=== Passage shown ===

German Chancellor Angela Merkel has raised the stakes of a “United States of Europe” after emphasising a ‘tighter fiscal union’ between eurozone economies and stregthening the framework.

Her latest proposals include implementing firm rules on tax and eurozone governments’ spending with central banks working in unison to devise interest rates and other monetary measures.

During her latest speech to the Bundestag, Merkel said she wants to see an empowered European Courts of Justice that is able to penalise governments for irresponsible fiscal policies and financial practices.

The German stateswoman’s speech is seen as a clear indiction of what could be the future of eurozone in which participating economies will be governed under a federal economic law, bound by tight rules and regulations and fiscal responsibilities. Many observers are already calling the announcements as genesis of “The United States of Europe”.

Notable economics journalist Steve Evans said Germany is looking for more control of the eurozone. “Merkel wants the economies unified with very tight rules from the centre,” he said in an interview with BBC.

Critics expected Merkel’s parliament address will signal a her change in stance on European Central Bank acting as the “lender of the last resort”. Instead, the 57-year-old chancellor demanded “greater integration within Europe”.

=== Collected data ===

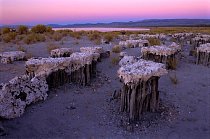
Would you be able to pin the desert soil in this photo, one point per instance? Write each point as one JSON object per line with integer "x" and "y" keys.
{"x": 73, "y": 111}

===

Task instructions
1/ List every institution or organization that the Merkel article names.
2/ Answer these questions from the Merkel article:
(a) What age does it give for Merkel?
(b) In an interview with which broadcaster did Steve Evans comment?
(c) What body did Merkel address in her latest speech?

Solution set
1/
Bundestag
European Courts of Justice
BBC
European Central Bank

2/
(a) 57
(b) BBC
(c) The Bundestag